> **How to complete this task**
Your answer should consist of each line below that contains the string "tile".

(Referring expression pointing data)
◆ ◆ ◆ ◆
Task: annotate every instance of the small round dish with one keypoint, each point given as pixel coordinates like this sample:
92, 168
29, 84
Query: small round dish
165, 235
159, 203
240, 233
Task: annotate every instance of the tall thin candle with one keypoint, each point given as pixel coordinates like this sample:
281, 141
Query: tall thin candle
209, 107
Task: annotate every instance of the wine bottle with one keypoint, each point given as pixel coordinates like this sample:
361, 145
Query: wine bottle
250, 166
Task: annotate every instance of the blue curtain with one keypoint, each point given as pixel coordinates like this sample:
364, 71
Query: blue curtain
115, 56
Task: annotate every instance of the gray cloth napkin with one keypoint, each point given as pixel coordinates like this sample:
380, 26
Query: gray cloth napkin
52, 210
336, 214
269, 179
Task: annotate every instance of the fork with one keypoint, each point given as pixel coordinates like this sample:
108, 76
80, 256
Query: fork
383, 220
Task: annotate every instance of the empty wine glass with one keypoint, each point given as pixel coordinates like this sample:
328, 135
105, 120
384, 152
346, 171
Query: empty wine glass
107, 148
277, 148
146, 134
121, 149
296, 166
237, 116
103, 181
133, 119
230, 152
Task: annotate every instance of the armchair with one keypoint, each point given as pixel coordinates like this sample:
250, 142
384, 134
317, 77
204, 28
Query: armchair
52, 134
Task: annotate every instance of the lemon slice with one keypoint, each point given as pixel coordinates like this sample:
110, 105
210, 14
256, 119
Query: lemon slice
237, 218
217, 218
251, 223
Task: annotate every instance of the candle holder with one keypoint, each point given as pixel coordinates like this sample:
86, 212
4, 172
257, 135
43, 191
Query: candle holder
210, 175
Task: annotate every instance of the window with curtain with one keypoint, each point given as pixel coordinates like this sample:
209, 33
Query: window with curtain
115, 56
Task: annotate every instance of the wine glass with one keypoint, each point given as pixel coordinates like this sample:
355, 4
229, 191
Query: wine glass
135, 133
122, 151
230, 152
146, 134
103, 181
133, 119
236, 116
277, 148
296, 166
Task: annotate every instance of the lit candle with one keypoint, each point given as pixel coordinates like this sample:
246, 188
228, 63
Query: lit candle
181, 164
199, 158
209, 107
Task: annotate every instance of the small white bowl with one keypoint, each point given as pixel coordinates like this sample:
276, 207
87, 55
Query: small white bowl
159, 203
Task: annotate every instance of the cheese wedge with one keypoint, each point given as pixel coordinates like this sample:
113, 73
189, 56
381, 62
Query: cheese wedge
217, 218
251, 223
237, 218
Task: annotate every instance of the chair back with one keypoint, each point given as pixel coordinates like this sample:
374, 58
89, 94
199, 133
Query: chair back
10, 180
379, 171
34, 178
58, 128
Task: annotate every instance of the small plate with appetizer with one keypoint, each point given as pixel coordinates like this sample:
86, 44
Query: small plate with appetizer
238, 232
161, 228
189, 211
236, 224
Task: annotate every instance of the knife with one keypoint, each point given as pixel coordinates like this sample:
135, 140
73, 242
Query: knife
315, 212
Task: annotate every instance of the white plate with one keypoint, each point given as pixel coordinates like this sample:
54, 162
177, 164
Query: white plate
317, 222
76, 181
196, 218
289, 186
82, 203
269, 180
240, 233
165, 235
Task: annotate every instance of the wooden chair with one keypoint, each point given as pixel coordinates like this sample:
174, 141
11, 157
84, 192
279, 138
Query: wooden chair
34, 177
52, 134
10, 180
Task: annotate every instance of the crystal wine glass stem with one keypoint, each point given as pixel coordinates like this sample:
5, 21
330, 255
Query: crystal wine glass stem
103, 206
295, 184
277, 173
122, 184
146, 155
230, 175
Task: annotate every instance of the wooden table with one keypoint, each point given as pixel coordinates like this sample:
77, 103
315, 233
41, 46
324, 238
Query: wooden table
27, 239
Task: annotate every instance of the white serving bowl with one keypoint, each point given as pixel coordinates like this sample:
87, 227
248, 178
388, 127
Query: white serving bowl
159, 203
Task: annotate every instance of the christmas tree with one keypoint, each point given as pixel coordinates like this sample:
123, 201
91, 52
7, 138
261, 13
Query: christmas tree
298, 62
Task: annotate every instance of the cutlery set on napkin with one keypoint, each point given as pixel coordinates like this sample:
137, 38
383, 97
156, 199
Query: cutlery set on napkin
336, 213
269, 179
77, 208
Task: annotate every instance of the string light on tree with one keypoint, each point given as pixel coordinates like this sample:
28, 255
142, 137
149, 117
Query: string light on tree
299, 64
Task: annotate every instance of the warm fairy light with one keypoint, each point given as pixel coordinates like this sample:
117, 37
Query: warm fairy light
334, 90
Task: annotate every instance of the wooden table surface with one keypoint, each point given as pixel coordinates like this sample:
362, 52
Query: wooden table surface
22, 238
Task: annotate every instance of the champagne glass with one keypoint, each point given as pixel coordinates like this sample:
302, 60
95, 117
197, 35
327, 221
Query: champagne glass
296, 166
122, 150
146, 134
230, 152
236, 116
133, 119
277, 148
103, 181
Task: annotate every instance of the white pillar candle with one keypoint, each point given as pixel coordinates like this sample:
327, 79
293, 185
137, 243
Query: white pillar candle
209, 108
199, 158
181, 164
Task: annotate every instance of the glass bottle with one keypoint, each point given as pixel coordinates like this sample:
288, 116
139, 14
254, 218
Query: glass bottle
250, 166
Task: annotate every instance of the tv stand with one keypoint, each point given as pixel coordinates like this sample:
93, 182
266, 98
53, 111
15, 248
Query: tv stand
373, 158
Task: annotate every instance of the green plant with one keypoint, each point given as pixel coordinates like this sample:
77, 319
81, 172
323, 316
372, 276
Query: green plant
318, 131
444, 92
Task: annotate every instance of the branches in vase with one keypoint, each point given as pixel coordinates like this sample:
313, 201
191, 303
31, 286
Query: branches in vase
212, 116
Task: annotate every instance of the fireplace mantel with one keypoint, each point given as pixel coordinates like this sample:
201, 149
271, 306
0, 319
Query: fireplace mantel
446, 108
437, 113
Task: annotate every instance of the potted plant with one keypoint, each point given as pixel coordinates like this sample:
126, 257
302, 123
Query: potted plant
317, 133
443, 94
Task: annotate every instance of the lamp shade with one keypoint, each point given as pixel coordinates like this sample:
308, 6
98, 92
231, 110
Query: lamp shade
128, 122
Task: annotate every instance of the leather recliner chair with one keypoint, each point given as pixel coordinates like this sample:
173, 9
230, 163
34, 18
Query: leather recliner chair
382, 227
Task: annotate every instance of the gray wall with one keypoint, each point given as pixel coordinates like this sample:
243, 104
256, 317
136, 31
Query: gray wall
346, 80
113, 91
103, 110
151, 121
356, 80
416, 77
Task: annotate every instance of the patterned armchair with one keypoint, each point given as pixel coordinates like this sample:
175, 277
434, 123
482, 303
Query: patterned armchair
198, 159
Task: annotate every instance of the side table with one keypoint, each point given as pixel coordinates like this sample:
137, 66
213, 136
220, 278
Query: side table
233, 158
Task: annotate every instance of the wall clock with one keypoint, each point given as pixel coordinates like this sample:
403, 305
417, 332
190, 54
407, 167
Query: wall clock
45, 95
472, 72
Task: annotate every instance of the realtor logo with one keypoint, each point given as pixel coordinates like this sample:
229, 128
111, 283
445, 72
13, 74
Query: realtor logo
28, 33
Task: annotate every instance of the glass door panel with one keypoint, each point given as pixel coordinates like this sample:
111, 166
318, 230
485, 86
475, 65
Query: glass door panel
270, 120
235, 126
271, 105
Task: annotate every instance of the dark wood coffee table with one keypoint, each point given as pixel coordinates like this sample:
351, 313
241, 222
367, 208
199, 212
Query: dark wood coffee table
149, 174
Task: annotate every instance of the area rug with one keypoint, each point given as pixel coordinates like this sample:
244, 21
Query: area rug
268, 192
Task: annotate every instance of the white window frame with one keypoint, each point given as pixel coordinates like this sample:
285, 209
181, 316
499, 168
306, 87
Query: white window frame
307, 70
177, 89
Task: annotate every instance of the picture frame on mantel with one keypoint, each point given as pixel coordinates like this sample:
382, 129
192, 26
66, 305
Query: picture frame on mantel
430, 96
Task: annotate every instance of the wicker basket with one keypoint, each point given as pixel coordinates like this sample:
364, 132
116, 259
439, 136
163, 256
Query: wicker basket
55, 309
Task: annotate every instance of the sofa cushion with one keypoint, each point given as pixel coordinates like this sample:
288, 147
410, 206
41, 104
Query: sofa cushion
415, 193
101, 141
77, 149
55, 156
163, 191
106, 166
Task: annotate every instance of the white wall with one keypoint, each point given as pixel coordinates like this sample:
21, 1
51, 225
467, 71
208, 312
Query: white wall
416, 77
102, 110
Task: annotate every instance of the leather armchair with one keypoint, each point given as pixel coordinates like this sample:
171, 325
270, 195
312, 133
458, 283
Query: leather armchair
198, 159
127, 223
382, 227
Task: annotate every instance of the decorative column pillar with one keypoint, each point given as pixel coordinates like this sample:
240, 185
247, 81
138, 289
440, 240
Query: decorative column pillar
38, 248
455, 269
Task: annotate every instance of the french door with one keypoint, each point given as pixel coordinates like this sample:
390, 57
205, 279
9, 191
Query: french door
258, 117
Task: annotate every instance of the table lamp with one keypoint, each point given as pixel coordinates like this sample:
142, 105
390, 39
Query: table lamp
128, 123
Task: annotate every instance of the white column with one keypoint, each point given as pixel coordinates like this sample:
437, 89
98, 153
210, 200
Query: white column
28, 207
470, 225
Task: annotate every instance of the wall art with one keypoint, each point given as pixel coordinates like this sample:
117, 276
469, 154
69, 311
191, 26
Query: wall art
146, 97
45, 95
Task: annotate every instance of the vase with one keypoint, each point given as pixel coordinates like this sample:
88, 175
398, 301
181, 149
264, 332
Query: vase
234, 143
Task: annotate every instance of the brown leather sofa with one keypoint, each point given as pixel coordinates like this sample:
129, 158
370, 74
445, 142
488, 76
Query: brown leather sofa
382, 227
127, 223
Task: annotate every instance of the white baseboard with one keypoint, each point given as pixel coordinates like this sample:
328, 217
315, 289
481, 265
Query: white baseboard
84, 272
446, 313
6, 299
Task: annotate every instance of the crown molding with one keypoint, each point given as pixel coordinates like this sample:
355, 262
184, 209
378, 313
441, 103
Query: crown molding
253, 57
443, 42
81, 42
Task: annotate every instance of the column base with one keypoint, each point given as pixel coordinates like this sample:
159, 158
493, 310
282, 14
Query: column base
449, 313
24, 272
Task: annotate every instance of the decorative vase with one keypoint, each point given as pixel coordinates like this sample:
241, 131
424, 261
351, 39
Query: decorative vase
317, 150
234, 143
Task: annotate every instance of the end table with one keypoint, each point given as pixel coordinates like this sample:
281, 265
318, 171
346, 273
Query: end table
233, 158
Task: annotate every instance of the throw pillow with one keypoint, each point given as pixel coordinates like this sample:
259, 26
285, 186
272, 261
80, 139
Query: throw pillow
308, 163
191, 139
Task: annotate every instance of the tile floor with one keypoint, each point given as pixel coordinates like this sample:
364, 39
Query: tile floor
◆ ◆ ◆ ◆
> **Completed exercise**
Task: annotate every instance of the tile floor with one keypoint, each point given as pixel coordinates like this sample:
Query: tile floor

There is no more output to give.